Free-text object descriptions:
- - -

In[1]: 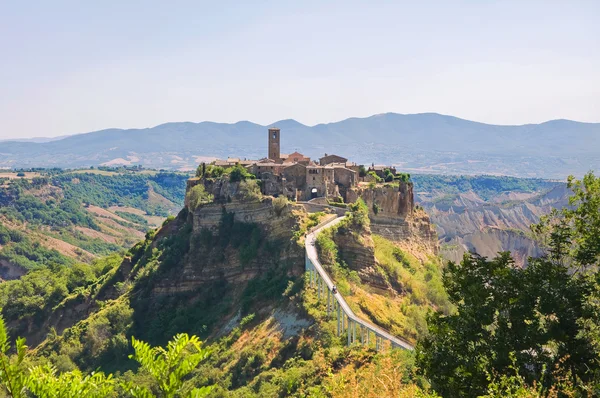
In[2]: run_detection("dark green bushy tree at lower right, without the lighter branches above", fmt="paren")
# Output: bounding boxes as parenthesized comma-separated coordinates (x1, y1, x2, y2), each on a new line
(419, 253, 598, 396)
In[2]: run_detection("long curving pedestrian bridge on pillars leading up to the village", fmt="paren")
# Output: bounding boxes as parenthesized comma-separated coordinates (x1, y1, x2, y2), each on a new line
(305, 216, 414, 351)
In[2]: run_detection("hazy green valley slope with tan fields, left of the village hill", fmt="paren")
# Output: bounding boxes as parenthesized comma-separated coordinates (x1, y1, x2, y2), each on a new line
(0, 170, 186, 276)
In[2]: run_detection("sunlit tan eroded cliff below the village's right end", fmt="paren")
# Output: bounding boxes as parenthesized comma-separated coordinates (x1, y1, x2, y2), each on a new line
(347, 182, 439, 254)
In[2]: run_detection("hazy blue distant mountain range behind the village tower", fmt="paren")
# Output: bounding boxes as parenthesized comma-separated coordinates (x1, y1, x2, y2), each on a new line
(0, 113, 600, 179)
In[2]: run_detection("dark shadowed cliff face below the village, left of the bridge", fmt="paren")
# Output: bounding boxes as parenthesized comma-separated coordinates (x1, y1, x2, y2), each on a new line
(154, 197, 304, 294)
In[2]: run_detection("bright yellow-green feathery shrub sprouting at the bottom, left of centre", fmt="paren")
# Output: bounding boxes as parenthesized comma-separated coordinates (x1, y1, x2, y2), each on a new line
(130, 333, 212, 398)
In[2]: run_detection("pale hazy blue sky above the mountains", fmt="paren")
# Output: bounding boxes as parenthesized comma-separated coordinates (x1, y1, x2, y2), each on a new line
(0, 0, 600, 140)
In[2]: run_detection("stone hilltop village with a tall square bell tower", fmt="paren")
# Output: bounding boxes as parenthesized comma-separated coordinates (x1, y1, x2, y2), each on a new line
(206, 128, 398, 202)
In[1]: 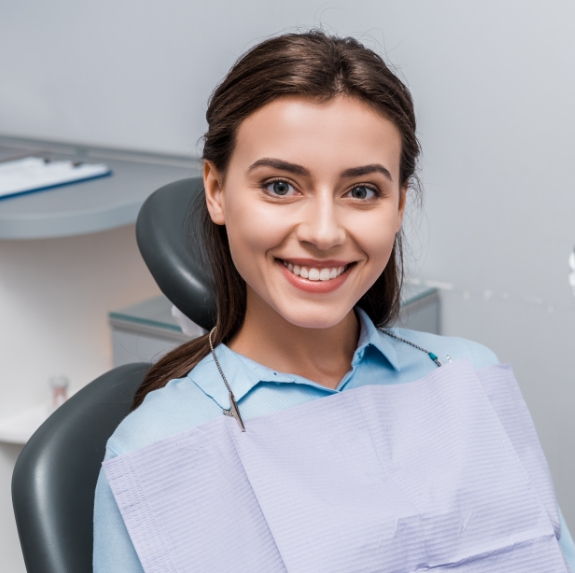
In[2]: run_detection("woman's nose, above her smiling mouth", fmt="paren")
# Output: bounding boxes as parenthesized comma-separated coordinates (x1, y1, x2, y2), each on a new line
(297, 190, 346, 251)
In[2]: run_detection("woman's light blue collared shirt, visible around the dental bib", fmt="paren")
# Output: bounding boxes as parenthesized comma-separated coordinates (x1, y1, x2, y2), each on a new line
(94, 309, 575, 573)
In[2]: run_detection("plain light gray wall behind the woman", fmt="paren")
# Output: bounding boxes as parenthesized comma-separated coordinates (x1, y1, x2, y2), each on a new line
(0, 0, 575, 568)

- - -

EXERCISE:
Print the data word for word and omit the pictures.

EXERCISE ANSWER:
In[1]: 
In[2]: run_detection("dark green bushy tree at lower right, without the lighter branches above", fmt="paren")
# Output: bounding boxes as parenthesized comma-separated coordinates (x1, y1, x2, y2), each on a new line
(419, 253, 598, 396)
In[2]: run_detection("long curving pedestrian bridge on pillars leading up to the village", fmt="paren")
# Output: bounding boxes as parenthesized comma-separated coordinates (x1, y1, x2, y2), each on a new line
(305, 216, 414, 351)
In[2]: run_detection("hazy green valley slope with tan fields, left of the village hill", fmt="paren")
# Output: bounding boxes as parenthesized comma-separated coordinates (x1, y1, x2, y2), each on a new line
(0, 170, 186, 276)
In[2]: run_detection("sunlit tan eroded cliff below the village's right end", fmt="paren")
# Output: bounding boxes as parenthesized comma-separated coordinates (x1, y1, x2, y2), each on a new line
(347, 182, 439, 254)
In[2]: run_detection("hazy blue distant mountain range behind the village tower", fmt="paren")
# Output: bounding boxes as parenthesized comma-separated coordinates (x1, y1, x2, y2), each on a new line
(0, 113, 600, 179)
In[2]: run_detection("dark shadowed cliff face below the village, left of the bridge", fmt="paren")
# Output: bounding boxes as parenthesized comma-separated coordinates (x1, y1, x2, y2), each on a new line
(154, 197, 304, 294)
In[2]: run_detection("bright yellow-green feathery shrub sprouting at the bottom, left of centre", fmt="paren")
# Output: bounding boxes as parenthesized comma-separated coordinates (x1, y1, x2, y2), each on a new line
(130, 333, 212, 398)
In[2]: run_detection("pale hazy blue sky above the mountains", fmt="paren")
# Output: bounding boxes as parenthesized comma-separated coordinates (x1, y1, x2, y2), each on a new line
(0, 0, 600, 140)
In[2]: run_detection("stone hilltop village with a tall square bell tower", fmt="paren")
# Output: bounding boxes as parenthesized comma-separated coordinates (x1, y1, x2, y2), each on a new line
(206, 128, 398, 202)
In[1]: 
In[2]: run_detection("woman's nose, above her smiling mouth", fmt="paren")
# Output: bounding boxes as parenthesized comma-separated coordinates (x1, y1, x2, y2), each on a new line
(297, 190, 346, 251)
In[2]: run_detection("woman's light blue collared shirt, visible around the dental bib", fmt="paren")
# Output: bounding boxes as parenthesized comma-separated coordinates (x1, y1, x2, y2), each on a new line
(94, 309, 575, 573)
In[2]: run_detection("plain light gray wall behind the woman", fmt="paren")
# Output: bounding boxes as parenthesized comma-separated coordinates (x1, y1, x2, y2), each on a new line
(0, 0, 575, 568)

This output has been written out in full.